-- BEGIN Document excerpt --

# Tragedy In Wisconsin



## MA-Caver (Oct 7, 2007)

> *Off-duty Wis. deputy sheriff kills 6*
> http://news.yahoo.com/s/ap/20071007/ap_on_re_us/wisconsin_shooting
> By ROBERT IMRIE, Associated Press Writer 1 hour, 8 minutes ago
> 
> ...



A young LEO loses it and people are made to suffer. This is horrible. This undermines the trust that people place in law enforcement officers. While true the officer wasn't on duty it still probably won't matter because he took an oath to protect and to serve (however it's stated for his department), people would generally hold an individual to that oath 24/7/365. Going on a rampage like this undermines that oath. 

My prayers to the families of the dead... even the officer.


----------



## grydth (Oct 7, 2007)

I don't feel the acts of one isolated murderous nut have anything to do with police in general. How about the street cop who shot it out with him and the sniper who took the killer down? There's two cops who risked their lives for the public - why focus only on the bad apple?


----------



## tshadowchaser (Oct 7, 2007)

my feelings go out to the families of those shot and to the family of the officer.
It will be intersting to find out the "whys" of all of this


----------



## tellner (Oct 8, 2007)

I'm sorry for the loss of life and glad the perp was stopped before more innocents were killed. The fact that he carried tin makes the tragedy neither lesser nor greater. It will be interesting to see in the weeks to come what a review of his past few years reveals. I'm betting there will have been a pattern of increasingly disturbing behavior.


----------

-- END Document excerpt --
-- BEGIN Dataset excerpts --

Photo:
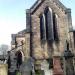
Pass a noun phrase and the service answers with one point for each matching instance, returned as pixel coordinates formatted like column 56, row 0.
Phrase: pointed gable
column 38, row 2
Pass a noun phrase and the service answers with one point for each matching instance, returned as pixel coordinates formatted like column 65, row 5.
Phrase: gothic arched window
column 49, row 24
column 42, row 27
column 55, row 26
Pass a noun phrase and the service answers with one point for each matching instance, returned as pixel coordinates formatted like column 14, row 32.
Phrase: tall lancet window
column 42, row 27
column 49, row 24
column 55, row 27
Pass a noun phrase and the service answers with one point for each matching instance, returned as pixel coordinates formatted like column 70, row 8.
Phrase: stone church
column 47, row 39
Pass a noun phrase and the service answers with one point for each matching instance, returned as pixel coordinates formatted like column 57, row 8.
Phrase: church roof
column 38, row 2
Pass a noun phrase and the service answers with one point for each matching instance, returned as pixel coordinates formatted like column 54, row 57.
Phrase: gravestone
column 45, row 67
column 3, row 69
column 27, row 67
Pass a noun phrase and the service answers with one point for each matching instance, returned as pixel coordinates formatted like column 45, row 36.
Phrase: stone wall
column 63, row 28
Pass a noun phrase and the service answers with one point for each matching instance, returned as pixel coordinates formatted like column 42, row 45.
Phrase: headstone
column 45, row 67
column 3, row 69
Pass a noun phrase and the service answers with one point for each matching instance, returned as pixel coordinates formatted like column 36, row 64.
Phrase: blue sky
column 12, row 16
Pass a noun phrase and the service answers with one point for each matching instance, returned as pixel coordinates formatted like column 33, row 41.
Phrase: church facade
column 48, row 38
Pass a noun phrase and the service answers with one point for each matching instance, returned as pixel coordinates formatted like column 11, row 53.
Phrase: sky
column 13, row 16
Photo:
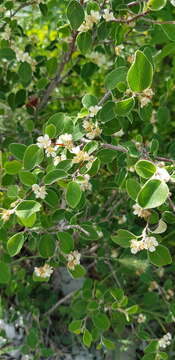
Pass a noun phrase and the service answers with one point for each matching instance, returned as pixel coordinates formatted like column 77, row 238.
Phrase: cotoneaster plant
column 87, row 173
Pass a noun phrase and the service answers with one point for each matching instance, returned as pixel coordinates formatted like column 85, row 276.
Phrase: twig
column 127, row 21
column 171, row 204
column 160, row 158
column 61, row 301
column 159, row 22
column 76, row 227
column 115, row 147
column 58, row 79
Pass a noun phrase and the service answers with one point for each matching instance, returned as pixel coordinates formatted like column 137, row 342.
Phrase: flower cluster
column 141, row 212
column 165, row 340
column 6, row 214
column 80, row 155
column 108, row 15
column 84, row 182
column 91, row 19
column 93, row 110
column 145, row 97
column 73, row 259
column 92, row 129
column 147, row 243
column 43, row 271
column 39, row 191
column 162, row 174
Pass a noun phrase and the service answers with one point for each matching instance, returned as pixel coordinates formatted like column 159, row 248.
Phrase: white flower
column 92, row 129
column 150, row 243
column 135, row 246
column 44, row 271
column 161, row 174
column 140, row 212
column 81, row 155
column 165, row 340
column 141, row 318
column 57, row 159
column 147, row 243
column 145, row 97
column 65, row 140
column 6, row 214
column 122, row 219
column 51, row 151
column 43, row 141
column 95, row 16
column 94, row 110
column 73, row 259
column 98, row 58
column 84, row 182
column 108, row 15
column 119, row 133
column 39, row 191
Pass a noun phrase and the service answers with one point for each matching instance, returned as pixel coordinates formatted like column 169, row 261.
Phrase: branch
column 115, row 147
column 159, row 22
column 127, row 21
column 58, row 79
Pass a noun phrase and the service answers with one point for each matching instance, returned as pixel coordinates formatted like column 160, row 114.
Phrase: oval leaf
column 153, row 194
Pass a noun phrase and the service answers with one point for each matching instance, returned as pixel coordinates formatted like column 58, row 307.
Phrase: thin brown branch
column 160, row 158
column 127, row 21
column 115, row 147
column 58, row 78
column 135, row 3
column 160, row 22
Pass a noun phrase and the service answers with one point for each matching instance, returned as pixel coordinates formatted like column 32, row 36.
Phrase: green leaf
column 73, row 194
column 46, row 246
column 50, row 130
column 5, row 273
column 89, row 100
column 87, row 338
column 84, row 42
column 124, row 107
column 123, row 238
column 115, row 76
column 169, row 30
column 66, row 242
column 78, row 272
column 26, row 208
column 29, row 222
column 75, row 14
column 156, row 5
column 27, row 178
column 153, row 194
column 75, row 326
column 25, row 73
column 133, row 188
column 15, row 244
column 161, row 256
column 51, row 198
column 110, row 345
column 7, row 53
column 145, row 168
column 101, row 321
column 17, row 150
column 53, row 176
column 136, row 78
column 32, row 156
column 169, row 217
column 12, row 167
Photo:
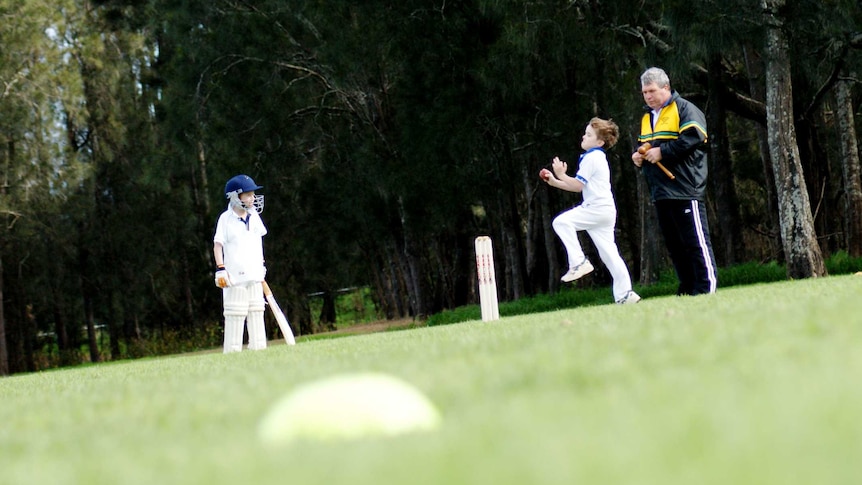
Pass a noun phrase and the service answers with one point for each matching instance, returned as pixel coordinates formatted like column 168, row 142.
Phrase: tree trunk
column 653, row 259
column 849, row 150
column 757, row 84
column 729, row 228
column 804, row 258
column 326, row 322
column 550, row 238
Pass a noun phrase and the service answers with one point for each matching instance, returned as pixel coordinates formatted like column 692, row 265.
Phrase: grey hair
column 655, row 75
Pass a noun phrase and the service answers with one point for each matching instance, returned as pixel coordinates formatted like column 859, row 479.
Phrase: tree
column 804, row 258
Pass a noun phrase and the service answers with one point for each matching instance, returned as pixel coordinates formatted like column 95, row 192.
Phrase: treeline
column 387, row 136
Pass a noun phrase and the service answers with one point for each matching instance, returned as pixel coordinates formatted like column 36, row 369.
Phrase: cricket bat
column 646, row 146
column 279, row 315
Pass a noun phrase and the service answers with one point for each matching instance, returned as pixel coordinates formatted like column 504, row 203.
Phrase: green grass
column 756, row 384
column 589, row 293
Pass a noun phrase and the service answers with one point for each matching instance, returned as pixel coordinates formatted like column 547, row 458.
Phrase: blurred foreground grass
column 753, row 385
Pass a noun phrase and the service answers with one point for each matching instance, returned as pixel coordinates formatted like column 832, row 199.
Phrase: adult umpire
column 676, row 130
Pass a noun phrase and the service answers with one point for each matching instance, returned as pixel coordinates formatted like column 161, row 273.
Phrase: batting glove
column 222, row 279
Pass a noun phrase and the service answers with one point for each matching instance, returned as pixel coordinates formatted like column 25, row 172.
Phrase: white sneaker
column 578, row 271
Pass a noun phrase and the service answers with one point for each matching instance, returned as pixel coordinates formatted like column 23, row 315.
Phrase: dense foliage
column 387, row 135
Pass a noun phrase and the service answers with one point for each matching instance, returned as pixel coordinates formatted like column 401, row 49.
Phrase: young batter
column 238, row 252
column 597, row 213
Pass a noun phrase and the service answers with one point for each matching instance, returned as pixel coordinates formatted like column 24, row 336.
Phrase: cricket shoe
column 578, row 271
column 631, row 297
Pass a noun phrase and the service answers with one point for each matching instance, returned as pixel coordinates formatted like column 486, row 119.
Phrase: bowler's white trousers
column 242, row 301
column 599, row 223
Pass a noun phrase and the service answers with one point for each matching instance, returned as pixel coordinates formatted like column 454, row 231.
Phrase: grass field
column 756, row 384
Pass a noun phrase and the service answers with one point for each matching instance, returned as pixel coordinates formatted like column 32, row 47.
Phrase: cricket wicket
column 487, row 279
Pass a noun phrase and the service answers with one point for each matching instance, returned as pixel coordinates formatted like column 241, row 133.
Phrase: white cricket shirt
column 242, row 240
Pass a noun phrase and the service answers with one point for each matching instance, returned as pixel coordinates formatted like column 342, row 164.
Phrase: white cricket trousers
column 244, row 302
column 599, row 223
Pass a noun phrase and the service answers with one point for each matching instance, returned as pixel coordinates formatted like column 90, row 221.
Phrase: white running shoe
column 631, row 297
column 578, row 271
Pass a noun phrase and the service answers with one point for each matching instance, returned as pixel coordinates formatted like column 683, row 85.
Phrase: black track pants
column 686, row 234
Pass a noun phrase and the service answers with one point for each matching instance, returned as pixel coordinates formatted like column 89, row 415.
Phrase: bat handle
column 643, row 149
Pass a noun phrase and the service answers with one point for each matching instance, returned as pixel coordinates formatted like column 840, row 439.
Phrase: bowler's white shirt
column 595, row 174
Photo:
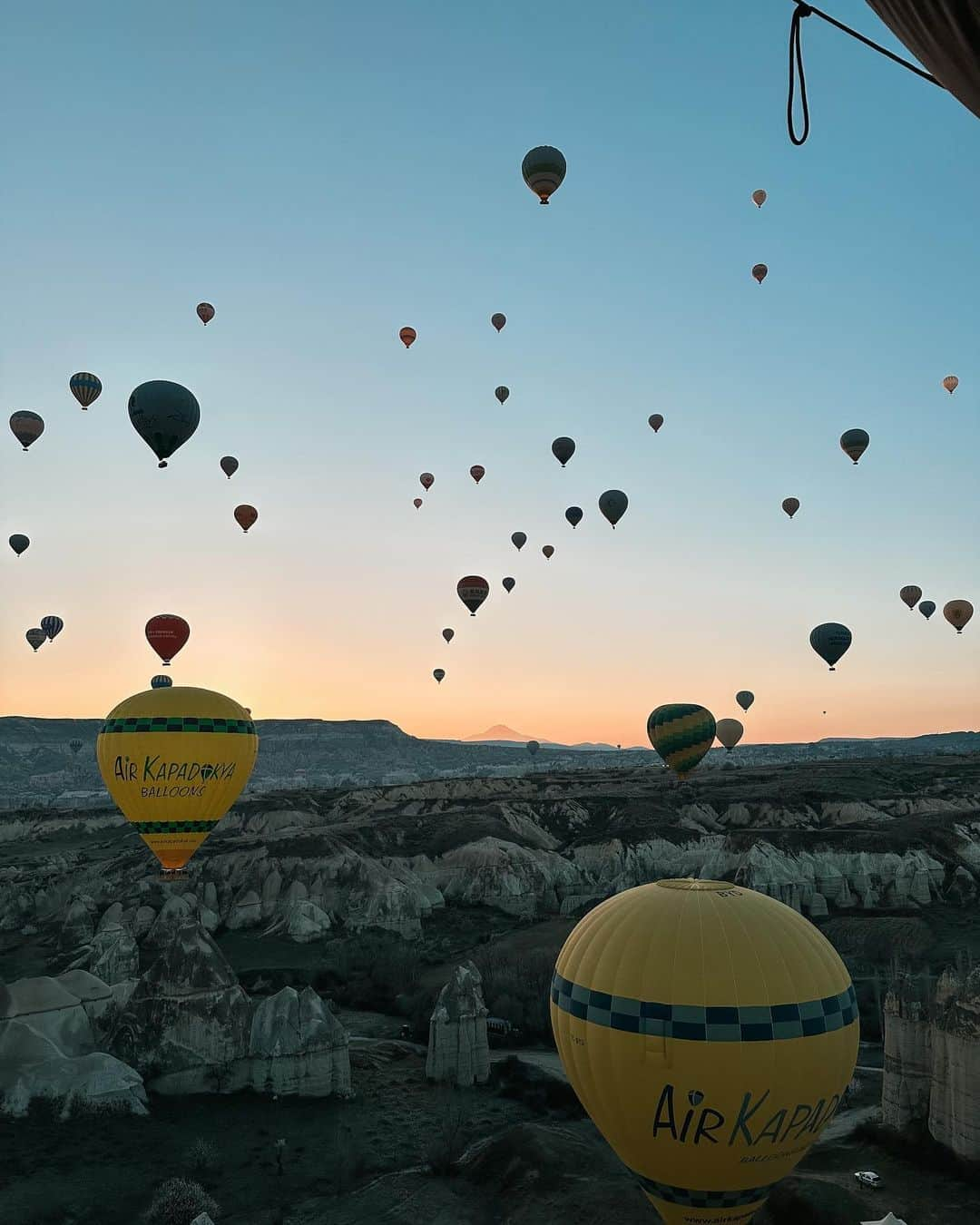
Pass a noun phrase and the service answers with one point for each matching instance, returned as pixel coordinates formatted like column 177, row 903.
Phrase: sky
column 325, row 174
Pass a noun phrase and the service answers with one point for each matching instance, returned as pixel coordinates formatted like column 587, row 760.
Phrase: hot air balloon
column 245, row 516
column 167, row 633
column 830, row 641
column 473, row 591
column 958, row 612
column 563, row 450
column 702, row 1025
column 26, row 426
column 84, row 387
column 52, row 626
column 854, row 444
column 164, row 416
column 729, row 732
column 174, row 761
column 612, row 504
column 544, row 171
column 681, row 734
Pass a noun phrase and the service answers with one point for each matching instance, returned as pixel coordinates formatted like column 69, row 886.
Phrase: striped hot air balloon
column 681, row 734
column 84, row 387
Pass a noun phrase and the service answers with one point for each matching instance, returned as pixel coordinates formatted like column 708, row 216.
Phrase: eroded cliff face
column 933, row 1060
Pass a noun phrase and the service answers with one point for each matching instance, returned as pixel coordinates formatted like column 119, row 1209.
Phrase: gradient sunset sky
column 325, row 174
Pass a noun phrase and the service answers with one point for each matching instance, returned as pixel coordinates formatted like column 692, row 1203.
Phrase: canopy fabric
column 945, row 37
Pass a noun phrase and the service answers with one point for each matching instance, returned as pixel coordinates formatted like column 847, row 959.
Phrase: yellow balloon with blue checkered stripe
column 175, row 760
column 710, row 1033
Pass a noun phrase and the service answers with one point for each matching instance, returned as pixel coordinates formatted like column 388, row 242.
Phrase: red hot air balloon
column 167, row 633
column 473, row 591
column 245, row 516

-- END Dataset excerpts --

[Given problem] Reproduce, word for word, the passage of the "Tragedy In Wisconsin" thread that starts with the words "## grydth (Oct" and finishes with "of the officer.".

[Written answer]
## grydth (Oct 7, 2007)

I don't feel the acts of one isolated murderous nut have anything to do with police in general. How about the street cop who shot it out with him and the sniper who took the killer down? There's two cops who risked their lives for the public - why focus only on the bad apple?


----------



## tshadowchaser (Oct 7, 2007)

my feelings go out to the families of those shot and to the family of the officer.